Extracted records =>
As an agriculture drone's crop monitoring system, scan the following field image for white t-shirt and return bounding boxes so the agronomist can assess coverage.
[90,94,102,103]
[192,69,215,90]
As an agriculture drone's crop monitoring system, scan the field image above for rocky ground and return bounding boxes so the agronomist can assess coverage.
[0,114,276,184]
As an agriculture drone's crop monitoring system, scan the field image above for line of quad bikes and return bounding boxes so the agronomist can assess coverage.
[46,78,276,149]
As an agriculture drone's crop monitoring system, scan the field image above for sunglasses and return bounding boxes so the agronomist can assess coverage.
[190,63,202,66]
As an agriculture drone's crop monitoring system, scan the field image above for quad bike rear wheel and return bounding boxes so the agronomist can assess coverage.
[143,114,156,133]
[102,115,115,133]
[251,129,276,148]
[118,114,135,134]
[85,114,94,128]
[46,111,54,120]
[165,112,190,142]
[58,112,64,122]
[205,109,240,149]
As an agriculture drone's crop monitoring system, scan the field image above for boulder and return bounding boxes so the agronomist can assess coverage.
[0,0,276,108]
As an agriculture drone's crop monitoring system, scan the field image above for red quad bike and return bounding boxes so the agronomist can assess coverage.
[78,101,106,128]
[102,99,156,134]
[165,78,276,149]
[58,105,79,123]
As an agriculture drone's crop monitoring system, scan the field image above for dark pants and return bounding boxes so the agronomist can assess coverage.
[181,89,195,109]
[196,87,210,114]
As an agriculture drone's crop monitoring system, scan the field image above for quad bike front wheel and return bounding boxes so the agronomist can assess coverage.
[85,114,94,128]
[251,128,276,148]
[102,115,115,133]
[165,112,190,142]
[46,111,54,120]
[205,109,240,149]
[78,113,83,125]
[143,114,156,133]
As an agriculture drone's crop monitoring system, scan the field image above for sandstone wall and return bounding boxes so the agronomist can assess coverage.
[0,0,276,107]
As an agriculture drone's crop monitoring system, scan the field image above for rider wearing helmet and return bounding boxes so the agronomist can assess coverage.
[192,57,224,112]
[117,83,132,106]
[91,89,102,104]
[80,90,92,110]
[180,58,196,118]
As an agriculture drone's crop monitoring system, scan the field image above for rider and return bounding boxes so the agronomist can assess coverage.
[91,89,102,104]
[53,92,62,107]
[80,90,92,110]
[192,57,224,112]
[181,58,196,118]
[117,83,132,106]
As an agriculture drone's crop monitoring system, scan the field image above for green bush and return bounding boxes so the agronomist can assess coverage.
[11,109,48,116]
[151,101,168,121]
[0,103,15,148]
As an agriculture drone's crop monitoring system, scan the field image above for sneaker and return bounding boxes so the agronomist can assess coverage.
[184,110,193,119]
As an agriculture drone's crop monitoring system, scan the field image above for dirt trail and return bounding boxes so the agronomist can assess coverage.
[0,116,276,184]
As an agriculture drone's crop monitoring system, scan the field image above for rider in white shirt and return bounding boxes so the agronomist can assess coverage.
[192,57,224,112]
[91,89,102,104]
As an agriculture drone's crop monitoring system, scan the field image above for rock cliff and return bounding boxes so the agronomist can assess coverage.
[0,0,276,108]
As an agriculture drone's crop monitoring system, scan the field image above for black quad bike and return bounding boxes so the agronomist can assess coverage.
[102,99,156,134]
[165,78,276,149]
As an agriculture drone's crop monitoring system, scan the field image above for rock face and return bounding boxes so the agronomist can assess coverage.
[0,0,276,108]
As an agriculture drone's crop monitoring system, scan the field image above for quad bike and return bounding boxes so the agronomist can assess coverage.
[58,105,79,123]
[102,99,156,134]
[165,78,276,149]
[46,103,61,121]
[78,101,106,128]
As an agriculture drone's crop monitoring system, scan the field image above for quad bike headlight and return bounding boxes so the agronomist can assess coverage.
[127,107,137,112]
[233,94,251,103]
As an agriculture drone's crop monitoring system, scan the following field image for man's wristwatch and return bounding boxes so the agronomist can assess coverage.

What you will do =>
Format all of the material above as a JSON list of strings, with one string for each line and no blank lines.

Result of the exercise =>
[
  "As an agriculture drone's crop monitoring system, scan the following field image for white t-shirt and return bounding boxes so the agronomist can assess coverage.",
  "[90,94,102,103]",
  "[192,69,215,90]",
  "As an agriculture drone's crop monitoring system, scan the field image above for rocky ground and return bounding boxes so the agronomist can assess coverage.",
  "[0,114,276,184]",
  "As an agriculture drone's crop monitoring system, scan the field image above for line of quad bikes and return bounding boxes so the agronomist can assess coverage.",
  "[46,78,276,149]",
  "As an agriculture drone's crop monitoring system, scan the field image above for sunglasses and return bounding boxes so the agronomist can assess coverage.",
  "[190,63,202,66]",
  "As an agriculture drone's crop monitoring system, scan the field image above for quad bike rear wheel and return bounding boxes so the agronomist can assess coverage.",
  "[143,114,156,133]",
  "[102,115,115,133]",
  "[251,129,276,148]",
  "[118,114,135,134]",
  "[85,114,94,128]",
  "[46,111,54,120]",
  "[165,112,190,142]",
  "[58,112,64,122]",
  "[205,109,240,149]",
  "As an agriculture drone's crop monitoring system, scan the field image above for boulder and return bounding boxes so the agronomist can assess coverage.",
  "[0,0,276,108]",
  "As an agriculture drone's crop monitoring system, scan the field image above for red quad bike and return bounding boxes so the agronomist can assess coverage.",
  "[78,101,106,128]",
  "[102,99,156,134]",
  "[165,78,276,149]",
  "[58,105,79,123]",
  "As an agriculture drone's crop monitoring system, scan the field image above for dark pants and return bounding boxes so the agronomist can assess coverage.",
  "[181,89,195,109]",
  "[196,87,210,114]",
  "As an agriculture drone's crop monitoring system, scan the field image above for quad bike front wheel and return bounding boxes so the agronomist can assess coverage.",
  "[85,114,94,128]",
  "[251,128,276,148]",
  "[102,115,115,133]",
  "[165,112,190,142]",
  "[46,111,54,120]",
  "[205,109,240,149]",
  "[78,113,83,125]",
  "[143,114,156,133]",
  "As an agriculture drone's crop monitoring system, scan the field image above for sandstone wall and return bounding boxes so the agronomist can assess coverage.",
  "[0,0,276,107]",
  "As an agriculture drone's crop monitoring system, scan the field image above for rider wearing helmet and return bounding boxes so the agronomist can assess coverage.",
  "[192,57,224,112]",
  "[117,83,132,106]",
  "[91,89,102,104]",
  "[80,90,92,110]",
  "[180,58,196,118]",
  "As an agriculture drone's crop monitoring system, scan the field image above for rider and return bounding boxes so the agronomist can assess coverage.",
  "[91,89,102,104]",
  "[53,92,62,107]",
  "[80,90,92,110]",
  "[192,57,224,112]",
  "[181,58,196,118]",
  "[117,83,132,106]",
  "As an agriculture drone's crop monitoring system, scan the field image above for green bush and return bounding boxes so the agronomist can assess coverage.",
  "[11,109,48,116]",
  "[151,101,168,121]",
  "[0,103,15,148]",
  "As an agriculture drone's crop monitoring system, scan the field image above for sneaker and return bounding boxes so the agronomist can assess coverage.",
  "[184,110,193,119]",
  "As an agriculture drone's crop monitoring system, scan the field image above for dirt trail and return bounding boxes so the agronomist can assess coverage.",
  "[0,116,276,184]",
  "As an agriculture drone's crop monitoring system, scan the field image above for rider in white shirt and return bounding boxes so the agronomist can assess coverage.",
  "[192,57,224,112]",
  "[91,89,102,104]",
  "As an agriculture drone's crop monitoring system, scan the field image above for rock cliff and return bounding boxes so the agronomist can assess coverage.",
  "[0,0,276,108]",
  "As an agriculture drone's crop monitoring system, scan the field image above for black quad bike and return bounding boxes so the agronomist can assess coverage.",
  "[102,99,156,134]",
  "[165,78,276,149]",
  "As an agriculture drone's crop monitoring system, scan the field image above for rock face and return bounding boxes so the agronomist can assess coverage.",
  "[0,0,276,108]",
  "As an agriculture drone's crop monitoring system, scan the field image above for quad bike and return bounding boxes so the agronomist can assess coverage.",
  "[58,105,79,123]",
  "[102,99,156,134]",
  "[165,78,276,149]",
  "[46,103,61,121]",
  "[78,101,106,128]",
  "As an agriculture drone's crop monitoring system, scan the field image above for quad bike headlight and return bounding boxes so the agronomist can assess coverage.",
  "[127,107,137,112]",
  "[233,94,251,103]",
  "As an agriculture drone's crop monitoring system, scan the following field image for man's wristwatch and return bounding boxes so the agronomist can assess coverage."
]